===== RECORDS SUPPLIED

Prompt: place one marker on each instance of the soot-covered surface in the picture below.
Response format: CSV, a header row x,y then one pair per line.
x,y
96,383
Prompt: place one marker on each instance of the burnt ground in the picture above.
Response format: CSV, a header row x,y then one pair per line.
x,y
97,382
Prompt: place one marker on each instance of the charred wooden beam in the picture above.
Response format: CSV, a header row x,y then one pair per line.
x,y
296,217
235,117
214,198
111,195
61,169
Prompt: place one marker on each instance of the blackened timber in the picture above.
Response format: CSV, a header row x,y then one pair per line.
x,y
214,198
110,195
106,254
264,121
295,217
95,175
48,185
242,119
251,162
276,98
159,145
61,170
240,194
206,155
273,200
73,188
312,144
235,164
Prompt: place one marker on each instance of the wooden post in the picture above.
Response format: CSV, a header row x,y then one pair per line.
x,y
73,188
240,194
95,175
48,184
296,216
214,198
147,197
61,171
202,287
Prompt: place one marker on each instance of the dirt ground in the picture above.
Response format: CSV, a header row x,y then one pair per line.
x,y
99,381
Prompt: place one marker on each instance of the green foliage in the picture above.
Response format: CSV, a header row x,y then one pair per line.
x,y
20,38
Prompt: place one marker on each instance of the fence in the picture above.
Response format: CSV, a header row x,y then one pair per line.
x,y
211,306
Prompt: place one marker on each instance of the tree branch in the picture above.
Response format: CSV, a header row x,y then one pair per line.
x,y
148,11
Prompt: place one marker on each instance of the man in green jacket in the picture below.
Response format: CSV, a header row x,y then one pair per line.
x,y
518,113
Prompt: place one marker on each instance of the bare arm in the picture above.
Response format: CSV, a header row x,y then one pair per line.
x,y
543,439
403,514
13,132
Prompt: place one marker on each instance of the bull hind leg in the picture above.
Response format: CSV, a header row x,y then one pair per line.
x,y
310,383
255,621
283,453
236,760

==========

• **TASK**: Determine how many lines in the entries above contain the word "wooden", and respond with the number alone.

• **ANSWER FOR THE TASK**: 2